Material >>
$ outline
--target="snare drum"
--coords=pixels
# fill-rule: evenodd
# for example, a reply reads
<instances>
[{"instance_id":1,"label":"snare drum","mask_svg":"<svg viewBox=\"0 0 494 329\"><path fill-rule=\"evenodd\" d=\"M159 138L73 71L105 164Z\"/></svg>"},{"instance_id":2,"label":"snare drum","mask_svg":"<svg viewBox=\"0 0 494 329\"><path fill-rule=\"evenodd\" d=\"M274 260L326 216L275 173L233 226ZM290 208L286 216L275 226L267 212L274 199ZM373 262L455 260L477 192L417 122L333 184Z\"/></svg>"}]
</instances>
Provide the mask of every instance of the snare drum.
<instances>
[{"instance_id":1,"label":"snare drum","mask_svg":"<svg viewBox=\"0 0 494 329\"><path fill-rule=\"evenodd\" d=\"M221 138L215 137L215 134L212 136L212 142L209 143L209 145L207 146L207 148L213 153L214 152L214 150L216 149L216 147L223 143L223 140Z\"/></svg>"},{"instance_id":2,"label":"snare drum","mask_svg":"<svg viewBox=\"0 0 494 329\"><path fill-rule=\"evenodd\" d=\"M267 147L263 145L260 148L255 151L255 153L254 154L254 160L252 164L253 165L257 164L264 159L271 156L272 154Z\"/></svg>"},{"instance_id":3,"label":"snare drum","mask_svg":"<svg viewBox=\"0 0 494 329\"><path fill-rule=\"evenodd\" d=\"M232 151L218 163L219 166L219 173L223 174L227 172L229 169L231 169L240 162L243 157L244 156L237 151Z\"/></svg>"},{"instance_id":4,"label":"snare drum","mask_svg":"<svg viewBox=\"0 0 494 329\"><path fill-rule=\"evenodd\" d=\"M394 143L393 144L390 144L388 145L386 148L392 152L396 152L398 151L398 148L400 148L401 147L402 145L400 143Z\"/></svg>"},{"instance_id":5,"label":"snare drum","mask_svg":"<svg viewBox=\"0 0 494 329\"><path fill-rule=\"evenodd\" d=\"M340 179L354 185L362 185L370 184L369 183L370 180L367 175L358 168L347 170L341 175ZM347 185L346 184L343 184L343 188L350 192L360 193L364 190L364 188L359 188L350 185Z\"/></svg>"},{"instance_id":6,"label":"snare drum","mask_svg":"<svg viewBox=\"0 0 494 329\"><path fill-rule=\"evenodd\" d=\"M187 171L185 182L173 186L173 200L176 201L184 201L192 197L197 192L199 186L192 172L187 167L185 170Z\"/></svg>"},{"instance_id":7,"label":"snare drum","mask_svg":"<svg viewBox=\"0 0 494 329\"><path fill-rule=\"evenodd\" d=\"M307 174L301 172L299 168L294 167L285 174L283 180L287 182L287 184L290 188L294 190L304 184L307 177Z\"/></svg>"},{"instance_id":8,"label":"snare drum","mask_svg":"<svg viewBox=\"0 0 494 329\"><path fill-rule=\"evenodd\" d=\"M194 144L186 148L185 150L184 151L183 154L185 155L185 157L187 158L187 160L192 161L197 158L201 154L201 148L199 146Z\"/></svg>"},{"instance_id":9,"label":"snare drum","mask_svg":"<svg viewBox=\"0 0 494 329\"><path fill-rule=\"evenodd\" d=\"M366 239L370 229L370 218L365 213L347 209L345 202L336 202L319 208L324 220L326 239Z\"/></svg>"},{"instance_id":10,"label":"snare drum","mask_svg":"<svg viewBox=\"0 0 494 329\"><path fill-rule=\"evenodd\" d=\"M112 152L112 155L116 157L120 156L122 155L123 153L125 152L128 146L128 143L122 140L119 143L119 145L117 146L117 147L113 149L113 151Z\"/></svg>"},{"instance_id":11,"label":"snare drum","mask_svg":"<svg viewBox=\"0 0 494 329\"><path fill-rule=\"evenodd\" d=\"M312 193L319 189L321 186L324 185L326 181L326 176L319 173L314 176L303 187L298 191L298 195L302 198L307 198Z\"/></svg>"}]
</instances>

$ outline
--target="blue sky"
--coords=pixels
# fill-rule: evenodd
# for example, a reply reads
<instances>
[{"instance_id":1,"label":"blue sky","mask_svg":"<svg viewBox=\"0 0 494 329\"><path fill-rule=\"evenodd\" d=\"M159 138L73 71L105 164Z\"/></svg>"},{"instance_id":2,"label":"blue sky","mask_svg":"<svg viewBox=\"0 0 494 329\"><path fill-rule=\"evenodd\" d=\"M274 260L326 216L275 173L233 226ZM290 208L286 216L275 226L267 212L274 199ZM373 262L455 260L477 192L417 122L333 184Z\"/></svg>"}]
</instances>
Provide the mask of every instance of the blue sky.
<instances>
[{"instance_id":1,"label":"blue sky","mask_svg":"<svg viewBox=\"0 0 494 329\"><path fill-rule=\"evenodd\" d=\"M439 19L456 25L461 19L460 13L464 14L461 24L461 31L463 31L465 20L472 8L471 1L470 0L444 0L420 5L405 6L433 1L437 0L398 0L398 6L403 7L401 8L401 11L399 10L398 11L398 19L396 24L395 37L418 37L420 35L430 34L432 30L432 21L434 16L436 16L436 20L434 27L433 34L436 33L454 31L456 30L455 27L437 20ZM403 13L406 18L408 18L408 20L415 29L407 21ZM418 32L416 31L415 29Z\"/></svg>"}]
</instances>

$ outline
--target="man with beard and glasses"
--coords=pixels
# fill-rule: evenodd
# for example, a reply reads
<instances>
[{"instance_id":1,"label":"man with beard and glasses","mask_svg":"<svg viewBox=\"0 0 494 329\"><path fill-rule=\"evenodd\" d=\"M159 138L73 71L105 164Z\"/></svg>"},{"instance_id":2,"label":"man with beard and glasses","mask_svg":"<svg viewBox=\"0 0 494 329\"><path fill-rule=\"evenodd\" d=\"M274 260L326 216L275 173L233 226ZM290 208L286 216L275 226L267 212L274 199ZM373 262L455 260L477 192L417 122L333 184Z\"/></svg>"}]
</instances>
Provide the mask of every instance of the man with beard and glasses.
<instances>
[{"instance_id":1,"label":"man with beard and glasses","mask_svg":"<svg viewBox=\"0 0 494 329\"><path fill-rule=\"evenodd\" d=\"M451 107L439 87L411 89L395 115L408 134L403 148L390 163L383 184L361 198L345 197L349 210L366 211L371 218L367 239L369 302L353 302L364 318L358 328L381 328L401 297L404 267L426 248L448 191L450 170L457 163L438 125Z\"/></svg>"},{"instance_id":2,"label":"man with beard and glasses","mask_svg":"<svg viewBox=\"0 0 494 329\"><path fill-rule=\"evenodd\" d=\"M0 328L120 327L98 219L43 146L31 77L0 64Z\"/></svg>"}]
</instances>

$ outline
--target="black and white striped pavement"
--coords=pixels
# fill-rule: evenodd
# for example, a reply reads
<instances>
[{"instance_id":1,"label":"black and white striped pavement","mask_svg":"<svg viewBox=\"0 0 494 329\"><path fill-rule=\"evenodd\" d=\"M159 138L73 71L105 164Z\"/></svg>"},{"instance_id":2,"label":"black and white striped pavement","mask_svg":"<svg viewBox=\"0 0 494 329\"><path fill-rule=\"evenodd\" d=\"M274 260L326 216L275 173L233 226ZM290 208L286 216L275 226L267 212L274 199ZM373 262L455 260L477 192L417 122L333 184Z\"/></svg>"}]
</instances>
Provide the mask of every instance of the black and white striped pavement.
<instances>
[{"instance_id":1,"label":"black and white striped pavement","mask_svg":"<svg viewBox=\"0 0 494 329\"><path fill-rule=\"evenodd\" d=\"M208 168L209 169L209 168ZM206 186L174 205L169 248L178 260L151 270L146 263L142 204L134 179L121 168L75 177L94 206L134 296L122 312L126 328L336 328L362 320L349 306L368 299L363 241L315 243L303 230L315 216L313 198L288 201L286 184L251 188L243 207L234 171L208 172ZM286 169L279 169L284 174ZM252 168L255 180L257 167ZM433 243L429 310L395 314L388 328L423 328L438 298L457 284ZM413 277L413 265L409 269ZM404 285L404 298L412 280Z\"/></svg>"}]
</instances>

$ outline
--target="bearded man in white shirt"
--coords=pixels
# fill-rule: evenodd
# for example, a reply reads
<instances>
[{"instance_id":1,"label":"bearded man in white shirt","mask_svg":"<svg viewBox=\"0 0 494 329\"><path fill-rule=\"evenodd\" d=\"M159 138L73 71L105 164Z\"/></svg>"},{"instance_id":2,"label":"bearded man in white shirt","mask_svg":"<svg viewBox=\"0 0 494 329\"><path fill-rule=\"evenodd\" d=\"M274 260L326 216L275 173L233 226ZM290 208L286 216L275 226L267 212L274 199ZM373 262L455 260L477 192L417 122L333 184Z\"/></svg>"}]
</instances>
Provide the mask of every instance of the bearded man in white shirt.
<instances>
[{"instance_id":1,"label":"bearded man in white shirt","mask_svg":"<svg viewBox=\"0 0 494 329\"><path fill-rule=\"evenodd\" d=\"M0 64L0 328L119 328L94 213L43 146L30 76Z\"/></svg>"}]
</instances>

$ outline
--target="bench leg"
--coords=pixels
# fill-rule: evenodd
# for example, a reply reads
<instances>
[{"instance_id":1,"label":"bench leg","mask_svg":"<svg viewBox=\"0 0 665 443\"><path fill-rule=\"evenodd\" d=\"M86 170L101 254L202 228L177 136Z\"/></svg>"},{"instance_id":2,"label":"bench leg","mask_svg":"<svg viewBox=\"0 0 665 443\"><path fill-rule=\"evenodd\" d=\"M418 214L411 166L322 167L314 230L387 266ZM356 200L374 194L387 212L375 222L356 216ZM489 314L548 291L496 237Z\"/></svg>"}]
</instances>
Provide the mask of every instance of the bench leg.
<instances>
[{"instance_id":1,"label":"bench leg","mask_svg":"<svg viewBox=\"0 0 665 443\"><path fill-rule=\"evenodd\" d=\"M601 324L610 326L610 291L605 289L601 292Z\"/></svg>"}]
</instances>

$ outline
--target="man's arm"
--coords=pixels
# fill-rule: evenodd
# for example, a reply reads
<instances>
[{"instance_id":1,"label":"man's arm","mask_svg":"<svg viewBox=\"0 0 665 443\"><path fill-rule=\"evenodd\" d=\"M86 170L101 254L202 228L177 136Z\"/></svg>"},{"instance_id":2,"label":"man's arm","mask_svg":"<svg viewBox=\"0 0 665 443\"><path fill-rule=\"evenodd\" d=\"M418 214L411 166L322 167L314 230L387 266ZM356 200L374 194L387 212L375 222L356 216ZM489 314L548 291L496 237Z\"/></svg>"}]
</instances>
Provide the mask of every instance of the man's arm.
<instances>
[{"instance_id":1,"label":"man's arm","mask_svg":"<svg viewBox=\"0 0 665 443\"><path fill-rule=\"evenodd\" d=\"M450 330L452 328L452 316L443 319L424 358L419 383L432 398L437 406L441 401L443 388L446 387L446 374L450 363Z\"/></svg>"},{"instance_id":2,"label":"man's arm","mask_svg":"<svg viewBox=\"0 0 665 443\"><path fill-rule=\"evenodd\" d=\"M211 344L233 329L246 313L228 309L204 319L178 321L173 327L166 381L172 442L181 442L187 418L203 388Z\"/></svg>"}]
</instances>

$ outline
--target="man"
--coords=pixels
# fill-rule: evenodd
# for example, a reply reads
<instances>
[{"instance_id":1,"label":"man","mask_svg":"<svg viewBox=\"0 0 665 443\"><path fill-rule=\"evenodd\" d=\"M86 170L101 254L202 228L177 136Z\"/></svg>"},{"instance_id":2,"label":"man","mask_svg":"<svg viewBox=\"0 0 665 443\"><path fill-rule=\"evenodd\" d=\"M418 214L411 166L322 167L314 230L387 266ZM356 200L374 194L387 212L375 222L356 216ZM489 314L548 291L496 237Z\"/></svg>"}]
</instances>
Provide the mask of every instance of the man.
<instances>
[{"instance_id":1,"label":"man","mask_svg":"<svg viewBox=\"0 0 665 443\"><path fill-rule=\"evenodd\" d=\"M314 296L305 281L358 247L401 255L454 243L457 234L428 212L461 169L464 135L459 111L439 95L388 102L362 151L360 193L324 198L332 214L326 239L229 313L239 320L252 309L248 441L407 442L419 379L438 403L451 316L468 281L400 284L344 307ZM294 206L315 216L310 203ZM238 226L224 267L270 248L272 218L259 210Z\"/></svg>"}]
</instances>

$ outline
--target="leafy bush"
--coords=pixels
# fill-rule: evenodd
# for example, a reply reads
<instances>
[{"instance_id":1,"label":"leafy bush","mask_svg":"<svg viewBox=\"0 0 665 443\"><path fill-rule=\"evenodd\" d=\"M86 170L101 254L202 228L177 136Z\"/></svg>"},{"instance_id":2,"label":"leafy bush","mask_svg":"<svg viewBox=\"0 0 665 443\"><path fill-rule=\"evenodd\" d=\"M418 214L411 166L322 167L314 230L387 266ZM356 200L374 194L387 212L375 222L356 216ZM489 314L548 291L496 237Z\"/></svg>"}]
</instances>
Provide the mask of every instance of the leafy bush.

Task goal >>
Find every line in the listing above that contains the word "bush" and copy each of those lines in full.

Response >>
--target="leafy bush"
[{"instance_id":1,"label":"leafy bush","mask_svg":"<svg viewBox=\"0 0 665 443\"><path fill-rule=\"evenodd\" d=\"M86 170L101 254L202 228L177 136Z\"/></svg>"},{"instance_id":2,"label":"leafy bush","mask_svg":"<svg viewBox=\"0 0 665 443\"><path fill-rule=\"evenodd\" d=\"M418 214L411 166L322 167L314 230L387 266ZM356 200L374 194L387 212L375 222L356 216ZM489 314L548 291L496 237Z\"/></svg>"}]
Provide the mask of every instance of the leafy bush.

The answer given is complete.